▶ _Your assignment_
Copy the entire passage about Megalodon's size and water temperature word for word.

▶ _Text for analysis_
Megalodon was the uncontested marine predator of its time. Being about the size of a bus — twice as long as the second-largest shark in history — this fierce sea monster must have been a sight to behold. But according to a new study, the extinct species of shark, which lived from the early Miocene to the end of the Pliocene, from 23 to 2.6 million years ago, these truly huge Megalodons may have only been found in higher latitudes, where the water is much colder. Around the equator, the size of Megalodons was less impressive, though they were still a force to be reckoned with.
Like all sharks, Megalodon’s skeleton was mostly made of cartilage. This means that only its teeth and vertebrae have survived in the fossil record. But this seemingly limited fossil evidence can reveal a wealth of information about the intimate lives of ancient sharks, such as what they ate, how they bred, and much more.
In early 2021, Kenshu Shimada—a professor of paleobiology at DePaul University in Chicago — analyzed growth bands in Megalodon specimens, showing the fierce sharks gave live birth to the largest babies in the shark world, measuring about 2 meters (6.6 feet) in length. This study also estimated that Megalodon had a life expectancy between 88 and 100 years.
In a new study published today in the journal Historical Biology, Professor Shimada took a new look at Megalodon teeth, re-examining their geographical occurrence and corresponding estimated body sizes to see whether water temperature may have had any notable influence on ancient sharks’ development.
The idea for this new study originated while Shimada was out on a family fishing trip to the Florida Keys with Martin Becker, a professor of environmental science at William Paterson University in New Jersey.

▶ _Dataset_
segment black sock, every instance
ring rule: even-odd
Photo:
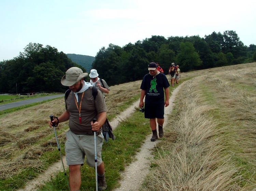
[[[99,177],[103,177],[104,176],[104,174],[99,174],[97,173],[97,175]]]

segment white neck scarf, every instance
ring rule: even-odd
[[[97,80],[97,81],[95,82],[93,82],[93,81],[91,81],[91,80],[90,81],[90,83],[91,84],[91,85],[93,85],[93,86],[95,86],[96,84],[96,83],[97,83],[97,82],[99,82],[100,80],[100,78],[98,77],[98,80]]]
[[[86,90],[89,88],[89,87],[92,86],[91,84],[89,82],[85,82],[84,80],[84,85],[83,86],[82,89],[78,92],[74,92],[74,94],[75,96],[75,98],[76,98],[76,102],[78,102],[78,96],[77,96],[77,93],[83,93]]]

▶ _Result of the task_
Megalodon was the uncontested marine predator of its time. Being about the size of a bus — twice as long as the second-largest shark in history — this fierce sea monster must have been a sight to behold. But according to a new study, the extinct species of shark, which lived from the early Miocene to the end of the Pliocene, from 23 to 2.6 million years ago, these truly huge Megalodons may have only been found in higher latitudes, where the water is much colder. Around the equator, the size of Megalodons was less impressive, though they were still a force to be reckoned with.
Like all sharks, Megalodon’s skeleton was mostly made of cartilage. This means that only its teeth and vertebrae have survived in the fossil record. But this seemingly limited fossil evidence can reveal a wealth of information about the intimate lives of ancient sharks, such as what they ate, how they bred, and much more.
In early 2021, Kenshu Shimada—a professor of paleobiology at DePaul University in Chicago — analyzed growth bands in Megalodon specimens, showing the fierce sharks gave live birth to the largest babies in the shark world, measuring about 2 meters (6.6 feet) in length. This study also estimated that Megalodon had a life expectancy between 88 and 100 years.
In a new study published today in the journal Historical Biology, Professor Shimada took a new look at Megalodon teeth, re-examining their geographical occurrence and corresponding estimated body sizes to see whether water temperature may have had any notable influence on ancient sharks’ development.
The idea for this new study originated while Shimada was out on a family fishing trip to the Florida Keys with Martin Becker, a professor of environmental science at William Paterson University in New Jersey.